> Task: Return, word for word, every line starting at the line with "Note to the class: identify the fog" and ending at the final line of the entries; skip the pictures.

Point localization data:
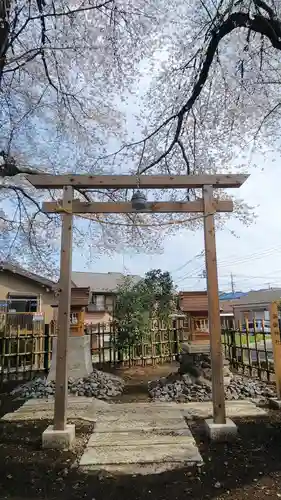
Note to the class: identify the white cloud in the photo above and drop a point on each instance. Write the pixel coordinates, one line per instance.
(254, 256)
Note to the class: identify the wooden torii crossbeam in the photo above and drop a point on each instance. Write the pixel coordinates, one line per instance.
(69, 206)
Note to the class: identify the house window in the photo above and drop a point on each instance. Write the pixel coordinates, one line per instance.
(99, 302)
(22, 304)
(202, 325)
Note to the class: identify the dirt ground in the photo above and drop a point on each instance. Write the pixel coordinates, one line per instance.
(250, 468)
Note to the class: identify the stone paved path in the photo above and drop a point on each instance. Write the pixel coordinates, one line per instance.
(143, 437)
(135, 438)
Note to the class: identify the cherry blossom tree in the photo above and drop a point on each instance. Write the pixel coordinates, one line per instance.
(183, 87)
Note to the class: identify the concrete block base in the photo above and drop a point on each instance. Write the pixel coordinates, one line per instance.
(79, 358)
(58, 440)
(275, 403)
(221, 432)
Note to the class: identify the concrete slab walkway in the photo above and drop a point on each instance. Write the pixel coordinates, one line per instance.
(139, 438)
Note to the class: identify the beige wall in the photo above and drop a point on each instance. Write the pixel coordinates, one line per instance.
(97, 317)
(13, 283)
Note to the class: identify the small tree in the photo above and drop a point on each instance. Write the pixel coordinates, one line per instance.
(138, 304)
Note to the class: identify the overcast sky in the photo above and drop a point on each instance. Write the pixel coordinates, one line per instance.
(253, 256)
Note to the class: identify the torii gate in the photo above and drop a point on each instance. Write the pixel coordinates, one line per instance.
(61, 434)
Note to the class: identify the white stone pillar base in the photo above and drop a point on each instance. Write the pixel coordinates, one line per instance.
(79, 358)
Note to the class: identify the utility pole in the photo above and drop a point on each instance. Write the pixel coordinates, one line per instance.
(232, 283)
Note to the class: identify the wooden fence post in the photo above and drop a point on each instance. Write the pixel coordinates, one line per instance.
(276, 345)
(219, 415)
(64, 312)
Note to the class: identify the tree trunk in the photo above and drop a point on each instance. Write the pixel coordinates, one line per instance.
(5, 6)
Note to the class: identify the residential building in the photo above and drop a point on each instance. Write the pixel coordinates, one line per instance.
(195, 306)
(255, 305)
(103, 289)
(22, 291)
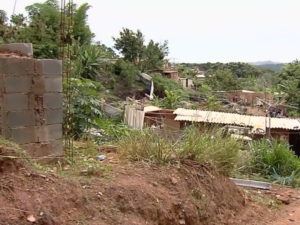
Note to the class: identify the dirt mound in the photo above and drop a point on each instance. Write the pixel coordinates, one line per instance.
(9, 54)
(132, 194)
(11, 159)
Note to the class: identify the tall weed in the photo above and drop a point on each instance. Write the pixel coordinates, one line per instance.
(210, 145)
(145, 146)
(274, 160)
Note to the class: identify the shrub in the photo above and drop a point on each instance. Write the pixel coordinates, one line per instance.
(85, 105)
(161, 84)
(274, 160)
(212, 146)
(209, 147)
(145, 146)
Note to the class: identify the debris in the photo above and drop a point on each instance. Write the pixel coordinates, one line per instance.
(251, 183)
(174, 180)
(67, 167)
(101, 157)
(31, 218)
(284, 199)
(182, 222)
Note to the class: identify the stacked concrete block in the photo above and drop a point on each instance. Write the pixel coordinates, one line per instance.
(31, 103)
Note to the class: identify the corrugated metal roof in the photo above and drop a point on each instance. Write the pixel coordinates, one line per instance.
(151, 108)
(235, 119)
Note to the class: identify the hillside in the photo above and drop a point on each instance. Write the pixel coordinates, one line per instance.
(274, 67)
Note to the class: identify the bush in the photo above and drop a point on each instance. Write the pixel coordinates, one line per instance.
(85, 105)
(127, 71)
(208, 147)
(161, 84)
(274, 160)
(211, 146)
(145, 146)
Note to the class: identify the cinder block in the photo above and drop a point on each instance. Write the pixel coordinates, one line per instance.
(50, 132)
(25, 48)
(54, 147)
(38, 86)
(15, 101)
(13, 84)
(13, 66)
(53, 116)
(53, 100)
(20, 119)
(29, 66)
(53, 84)
(52, 67)
(24, 135)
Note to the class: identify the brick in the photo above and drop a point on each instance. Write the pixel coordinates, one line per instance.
(53, 84)
(13, 84)
(52, 67)
(53, 116)
(53, 100)
(15, 101)
(24, 135)
(25, 48)
(54, 147)
(38, 86)
(20, 119)
(50, 132)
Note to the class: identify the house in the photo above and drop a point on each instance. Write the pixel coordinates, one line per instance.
(186, 82)
(170, 73)
(278, 128)
(200, 77)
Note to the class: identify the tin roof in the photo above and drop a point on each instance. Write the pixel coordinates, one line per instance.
(151, 108)
(235, 119)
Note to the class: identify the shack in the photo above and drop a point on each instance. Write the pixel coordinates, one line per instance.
(278, 128)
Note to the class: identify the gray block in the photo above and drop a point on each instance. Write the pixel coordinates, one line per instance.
(52, 67)
(53, 116)
(53, 84)
(25, 48)
(13, 84)
(53, 100)
(54, 147)
(29, 66)
(24, 135)
(15, 101)
(50, 132)
(38, 85)
(13, 66)
(20, 119)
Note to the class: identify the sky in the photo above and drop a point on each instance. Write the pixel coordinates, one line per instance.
(200, 31)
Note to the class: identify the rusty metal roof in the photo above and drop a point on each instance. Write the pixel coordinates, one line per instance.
(235, 119)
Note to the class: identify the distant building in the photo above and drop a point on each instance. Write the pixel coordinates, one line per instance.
(186, 82)
(200, 77)
(170, 73)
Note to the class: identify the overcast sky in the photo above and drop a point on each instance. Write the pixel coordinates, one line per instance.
(200, 30)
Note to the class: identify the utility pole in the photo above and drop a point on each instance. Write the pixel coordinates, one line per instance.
(15, 7)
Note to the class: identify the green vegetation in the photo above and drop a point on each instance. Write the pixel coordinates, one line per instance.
(275, 161)
(211, 148)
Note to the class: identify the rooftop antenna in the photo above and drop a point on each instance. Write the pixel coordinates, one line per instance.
(15, 7)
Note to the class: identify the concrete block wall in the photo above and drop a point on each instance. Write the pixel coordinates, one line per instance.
(31, 103)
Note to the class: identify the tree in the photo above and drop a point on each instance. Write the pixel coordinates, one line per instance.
(127, 70)
(154, 55)
(81, 29)
(222, 80)
(131, 45)
(289, 78)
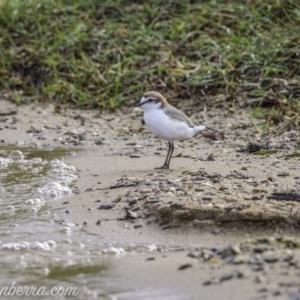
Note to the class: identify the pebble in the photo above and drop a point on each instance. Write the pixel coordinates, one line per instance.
(270, 256)
(107, 206)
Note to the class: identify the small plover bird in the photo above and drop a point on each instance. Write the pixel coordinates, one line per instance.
(167, 122)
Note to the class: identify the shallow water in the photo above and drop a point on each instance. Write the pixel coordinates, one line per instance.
(39, 251)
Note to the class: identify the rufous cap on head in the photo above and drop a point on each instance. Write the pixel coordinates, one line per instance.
(157, 96)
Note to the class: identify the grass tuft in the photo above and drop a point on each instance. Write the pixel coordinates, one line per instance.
(104, 54)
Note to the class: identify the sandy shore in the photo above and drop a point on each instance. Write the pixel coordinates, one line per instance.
(224, 220)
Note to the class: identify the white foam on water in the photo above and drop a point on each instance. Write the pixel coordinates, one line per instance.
(28, 246)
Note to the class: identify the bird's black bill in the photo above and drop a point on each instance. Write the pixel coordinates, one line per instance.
(166, 165)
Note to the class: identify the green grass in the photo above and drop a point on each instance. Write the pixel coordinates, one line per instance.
(104, 54)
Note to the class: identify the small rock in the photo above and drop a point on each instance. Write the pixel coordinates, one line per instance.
(131, 214)
(184, 267)
(107, 206)
(270, 257)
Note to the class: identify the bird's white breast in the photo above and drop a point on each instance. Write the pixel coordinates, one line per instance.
(165, 127)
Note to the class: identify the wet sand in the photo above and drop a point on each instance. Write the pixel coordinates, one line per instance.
(215, 221)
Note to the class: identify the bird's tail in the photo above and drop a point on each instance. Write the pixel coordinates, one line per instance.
(209, 133)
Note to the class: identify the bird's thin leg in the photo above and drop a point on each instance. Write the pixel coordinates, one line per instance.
(168, 158)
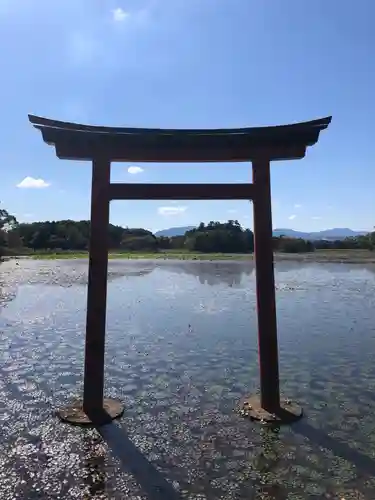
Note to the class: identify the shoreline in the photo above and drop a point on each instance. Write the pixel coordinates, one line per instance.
(318, 256)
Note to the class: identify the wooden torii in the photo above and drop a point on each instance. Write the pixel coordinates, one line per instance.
(103, 145)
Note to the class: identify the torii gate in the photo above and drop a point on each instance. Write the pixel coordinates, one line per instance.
(101, 146)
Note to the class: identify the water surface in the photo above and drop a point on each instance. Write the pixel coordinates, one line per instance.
(181, 351)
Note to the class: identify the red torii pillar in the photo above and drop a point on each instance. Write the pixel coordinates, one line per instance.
(102, 145)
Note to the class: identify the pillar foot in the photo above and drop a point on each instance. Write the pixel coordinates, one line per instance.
(74, 413)
(287, 413)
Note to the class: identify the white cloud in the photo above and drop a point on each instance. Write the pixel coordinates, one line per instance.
(32, 183)
(119, 15)
(135, 170)
(176, 210)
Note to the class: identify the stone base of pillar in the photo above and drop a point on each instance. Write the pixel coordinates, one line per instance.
(74, 413)
(288, 412)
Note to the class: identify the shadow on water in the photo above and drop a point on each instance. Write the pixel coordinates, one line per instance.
(132, 460)
(234, 273)
(363, 463)
(212, 273)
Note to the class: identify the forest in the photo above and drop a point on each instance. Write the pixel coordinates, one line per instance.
(214, 237)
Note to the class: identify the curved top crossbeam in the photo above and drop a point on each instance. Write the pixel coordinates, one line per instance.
(85, 142)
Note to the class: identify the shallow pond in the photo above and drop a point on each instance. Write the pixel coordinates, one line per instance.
(181, 351)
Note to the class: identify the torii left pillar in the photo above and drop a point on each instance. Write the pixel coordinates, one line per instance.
(95, 409)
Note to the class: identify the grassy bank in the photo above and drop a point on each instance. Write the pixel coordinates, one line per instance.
(348, 256)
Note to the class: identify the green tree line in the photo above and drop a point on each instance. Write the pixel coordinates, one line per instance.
(214, 237)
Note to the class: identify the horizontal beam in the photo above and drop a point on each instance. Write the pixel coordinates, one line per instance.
(132, 191)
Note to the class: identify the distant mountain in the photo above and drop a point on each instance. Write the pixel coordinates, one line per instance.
(328, 234)
(174, 231)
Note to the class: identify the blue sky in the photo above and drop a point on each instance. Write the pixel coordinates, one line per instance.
(191, 63)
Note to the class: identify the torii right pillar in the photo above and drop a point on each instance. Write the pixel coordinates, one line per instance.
(267, 407)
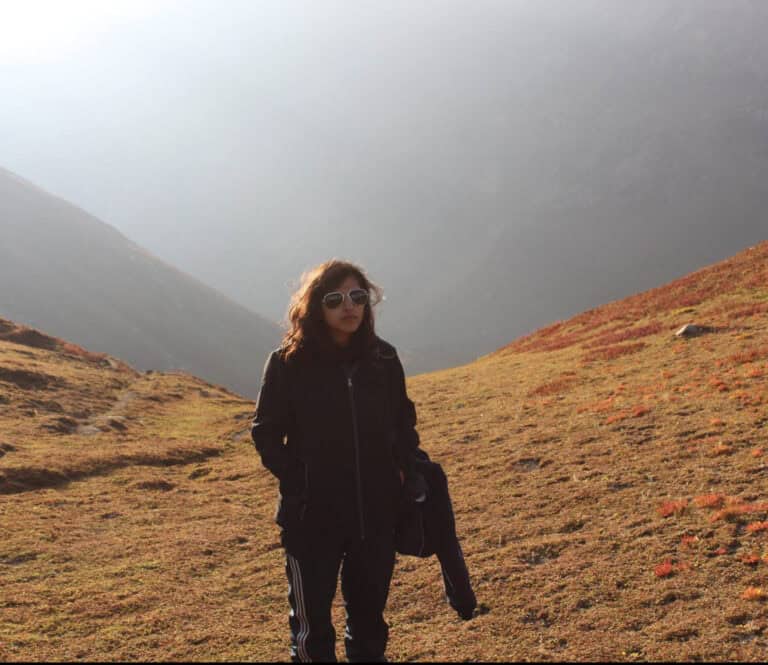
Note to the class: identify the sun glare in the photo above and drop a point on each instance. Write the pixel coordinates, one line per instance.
(44, 30)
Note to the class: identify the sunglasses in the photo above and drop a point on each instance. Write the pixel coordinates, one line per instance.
(335, 298)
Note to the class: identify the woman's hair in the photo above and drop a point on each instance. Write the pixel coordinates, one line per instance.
(306, 324)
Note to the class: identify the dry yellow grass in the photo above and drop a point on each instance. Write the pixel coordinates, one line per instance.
(606, 502)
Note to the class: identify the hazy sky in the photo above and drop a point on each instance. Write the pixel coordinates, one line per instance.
(246, 140)
(177, 121)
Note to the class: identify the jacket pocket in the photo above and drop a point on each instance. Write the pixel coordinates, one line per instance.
(294, 482)
(290, 511)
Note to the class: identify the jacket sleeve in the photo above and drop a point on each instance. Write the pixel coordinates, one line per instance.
(270, 423)
(407, 438)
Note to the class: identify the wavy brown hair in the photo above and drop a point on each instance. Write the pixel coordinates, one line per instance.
(306, 325)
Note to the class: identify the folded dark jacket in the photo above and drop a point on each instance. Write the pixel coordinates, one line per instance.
(426, 526)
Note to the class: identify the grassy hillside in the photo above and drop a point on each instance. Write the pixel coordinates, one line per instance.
(609, 481)
(68, 273)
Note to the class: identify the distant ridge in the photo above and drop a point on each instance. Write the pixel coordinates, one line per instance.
(745, 271)
(69, 273)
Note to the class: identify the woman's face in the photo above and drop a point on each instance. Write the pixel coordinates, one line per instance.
(344, 320)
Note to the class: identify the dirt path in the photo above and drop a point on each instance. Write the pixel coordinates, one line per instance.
(112, 419)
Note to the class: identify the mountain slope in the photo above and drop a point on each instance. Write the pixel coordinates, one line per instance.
(609, 482)
(66, 272)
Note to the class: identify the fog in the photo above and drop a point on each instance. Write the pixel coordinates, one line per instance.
(495, 165)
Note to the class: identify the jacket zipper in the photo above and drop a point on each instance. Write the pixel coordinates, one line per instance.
(357, 454)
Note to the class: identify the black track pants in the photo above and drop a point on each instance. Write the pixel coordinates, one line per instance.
(366, 571)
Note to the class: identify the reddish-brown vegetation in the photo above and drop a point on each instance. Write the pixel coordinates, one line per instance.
(613, 352)
(672, 507)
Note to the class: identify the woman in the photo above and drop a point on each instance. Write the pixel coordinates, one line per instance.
(335, 425)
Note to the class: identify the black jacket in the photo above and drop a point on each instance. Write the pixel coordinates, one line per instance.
(426, 526)
(335, 430)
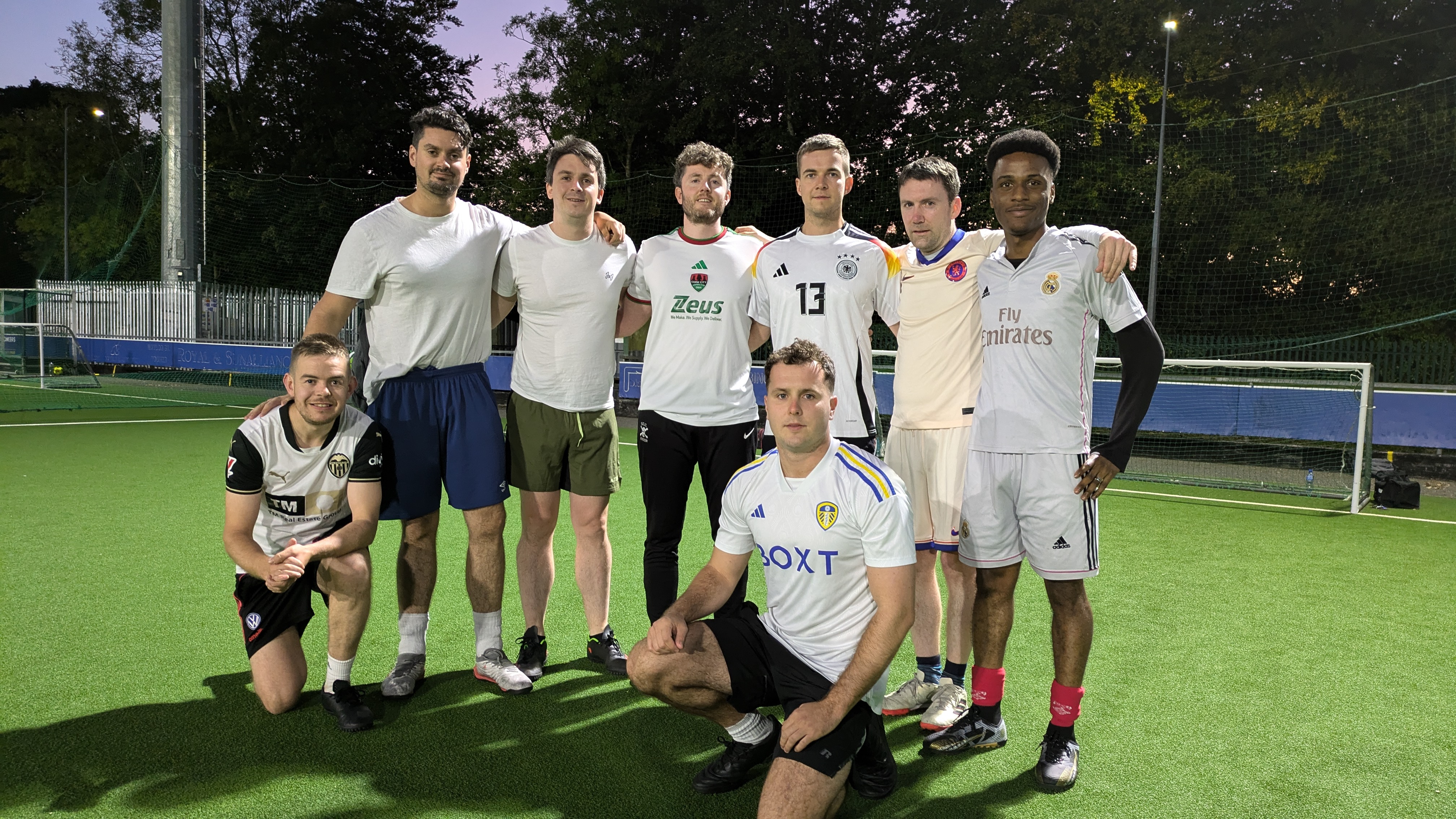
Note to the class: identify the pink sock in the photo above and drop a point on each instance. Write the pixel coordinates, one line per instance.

> The completed task:
Note to the class: identify the fog in the photo above and drop a point on each instance. Write the pixel coordinates, one line per instance.
(495, 165)
Note to the class: identify the jacket zipper in the photo above and drop a point on each instance. Write the pixel coordinates, one line per instance.
(357, 454)
Note to the class: identify the black track pants in the photo above and drop a point on each instance. Write the pixel coordinates, one line per instance.
(366, 571)
Note to the class: identify the reddish-brown vegetation in the photo above and drop a point on each instance. Write the pixel coordinates, one line per instance.
(613, 352)
(672, 507)
Note to the class: identify the woman in the photo above and drop a point on each instance. Write the pixel coordinates, one line per instance.
(335, 425)
Note to the class: identify the black jacket in the photo above and drop a point on each instance. Write the pixel coordinates, one line per instance.
(426, 526)
(335, 430)
Note to the class: identify the pink sock in the photo above and drop a point on each instance. Write the pixel coordinates, one line per instance.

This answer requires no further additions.